** Opening Source document block **

- Born: June 7, 1942
- Died: March 14, 2014 (age 71) Turtle River, Minnesota
- Genres: Proto-punk, garage rock
- Instrument(s): Guitar, vocals
- Years active: 1964–2014
- Labels: Polydor

= Gary Burger =

Gary Burger (June 7, 1942 – March 14, 2014) was an American musician, best known as the guitarist and vocalist for the rock band the Monks.

==Biography==
Burger joined the U.S. Army immediately after graduating from Bemidji High School in Bemidji, Minnesota, and was stationed in Gelnhausen, West Germany. Burger formed the Five Torquays in 1964 with four other American soldiers he met in Germany. According to him, he joined the band partially because it got him out of his regular job as a fuel truck driver. The Torquays mainly played in hospitals and nursing homes in the beginning and produced a single in a small studio in Heidelberg. Their repertoire consisted mainly of Chuck Berry covers before moving on to more avant-garde original material.

A group of German students noticed the band and agreed to manage them if they changed their outfits. The band all wore black cassocks, nooses around their necks, and shaved the top of their heads. By 1965 the Five Torquays had become the Monks. They recorded one album, 1966's Black Monk Time. Although the Monks met with little success during their tenure, they were later cited as an influence on various artists, ranging from Jack White to The Fall. Burger's voice was described by Sean O'Neal as "a yowl that was soulful in its own strangled-cat sort of way." After touring Europe for three years, the Monks broke up in 1967.

After the breakup, Burger moved back to Minnesota and enrolled at Bemidji State University on a G.I. Bill scholarship. He found work digging septic systems by hand. "I loved that job, down in a hole with a shovel," he said. The Minnesota Department of Natural Resources later hired Burger to create films and advertisements. He opened a small recording studio that serviced the northern Minnesota music scene. In November 1999, Burger reunited with his former Monks bandmates to play a reunion show in New York City after learning copies of Black Monk Time had become collector's items.

Burger was elected mayor of Turtle River, Minnesota, in 2006. In 2009, he reflected on his time in the Monks: "We all knew that we were doing a different sort of music, but as far as being a forerunner band—that was the furthest from our minds. We really weren’t thinking that. We had no idea that we were creating a new movement. And I’m still thinking, hey, we were just a rock and roll band that really had a lot of fun, and was able to be lucky enough—or unlucky enough, depending on your point of view—to work on the album."

Burger died of pancreatic cancer in Turtle River on March 14, 2014, at the age of 71.

** Closing Source document block **

Required work ->
1. Translate this sentence from the Gary Burger article above into Spanish: "Burger was elected mayor of Turtle River, Minnesota, in 2006."
2. Transcribe the passage of the Gary Burger article above, starting at "Gary Burger (June" and ending at "avant-garde original material.".
3. In the Gary Burger article above, condense the paragraph beginning "After the breakup, Burger moved back to Minnesota" into a short bulleted list that keeps its main facts.

** Opening The data block **

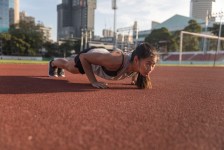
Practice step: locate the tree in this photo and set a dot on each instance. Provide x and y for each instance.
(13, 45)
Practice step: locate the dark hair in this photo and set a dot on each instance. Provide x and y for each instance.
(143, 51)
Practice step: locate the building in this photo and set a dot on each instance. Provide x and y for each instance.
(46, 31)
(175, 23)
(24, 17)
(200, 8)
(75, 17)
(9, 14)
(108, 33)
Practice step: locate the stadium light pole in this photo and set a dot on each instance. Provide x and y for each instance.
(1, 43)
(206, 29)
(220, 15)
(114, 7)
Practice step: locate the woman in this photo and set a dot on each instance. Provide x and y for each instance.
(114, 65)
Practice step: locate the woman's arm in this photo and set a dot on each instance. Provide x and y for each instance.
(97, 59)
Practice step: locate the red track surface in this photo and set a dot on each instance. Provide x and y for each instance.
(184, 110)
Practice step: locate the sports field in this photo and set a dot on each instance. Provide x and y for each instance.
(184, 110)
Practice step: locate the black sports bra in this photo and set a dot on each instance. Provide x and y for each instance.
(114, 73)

** Closing The data block **
** Opening The data block **

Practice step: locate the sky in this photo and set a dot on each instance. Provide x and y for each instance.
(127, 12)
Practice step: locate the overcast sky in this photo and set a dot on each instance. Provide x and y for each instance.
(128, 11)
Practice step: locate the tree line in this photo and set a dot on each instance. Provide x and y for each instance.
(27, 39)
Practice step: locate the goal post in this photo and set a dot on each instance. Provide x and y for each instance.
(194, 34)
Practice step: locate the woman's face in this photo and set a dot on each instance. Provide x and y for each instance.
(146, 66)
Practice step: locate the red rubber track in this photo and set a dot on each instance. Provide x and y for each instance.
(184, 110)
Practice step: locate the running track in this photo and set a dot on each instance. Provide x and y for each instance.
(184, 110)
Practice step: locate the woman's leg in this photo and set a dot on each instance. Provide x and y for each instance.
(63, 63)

** Closing The data block **
** Opening The data block **

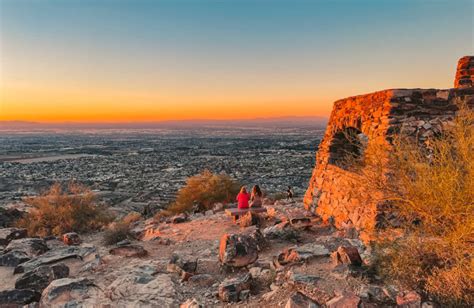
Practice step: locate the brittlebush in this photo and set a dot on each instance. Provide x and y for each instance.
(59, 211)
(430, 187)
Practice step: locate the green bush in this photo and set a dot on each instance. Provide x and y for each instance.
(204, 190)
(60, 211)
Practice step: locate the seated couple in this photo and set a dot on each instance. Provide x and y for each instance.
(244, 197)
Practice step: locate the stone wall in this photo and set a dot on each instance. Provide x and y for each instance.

** Closing The data block **

Numbered responses ->
1. Burger fue elegido alcalde de Turtle River, Minnesota, en 2006.

2.
Gary Burger (June 7, 1942 – March 14, 2014) was an American musician, best known as the guitarist and vocalist for the rock band the Monks.

==Biography==
Burger joined the U.S. Army immediately after graduating from Bemidji High School in Bemidji, Minnesota, and was stationed in Gelnhausen, West Germany. Burger formed the Five Torquays in 1964 with four other American soldiers he met in Germany. According to him, he joined the band partially because it got him out of his regular job as a fuel truck driver. The Torquays mainly played in hospitals and nursing homes in the beginning and produced a single in a small studio in Heidelberg. Their repertoire consisted mainly of Chuck Berry covers before moving on to more avant-garde original material.

3.
- Moved back to Minnesota and enrolled at Bemidji State University on a G.I. Bill scholarship
- Dug septic systems by hand, a job he said he loved
- Was hired by the Minnesota Department of Natural Resources to create films and advertisements
- Opened a small recording studio serving the northern Minnesota music scene
- In November 1999, reunited with his former Monks bandmates for a show in New York City after learning that copies of Black Monk Time had become collector's items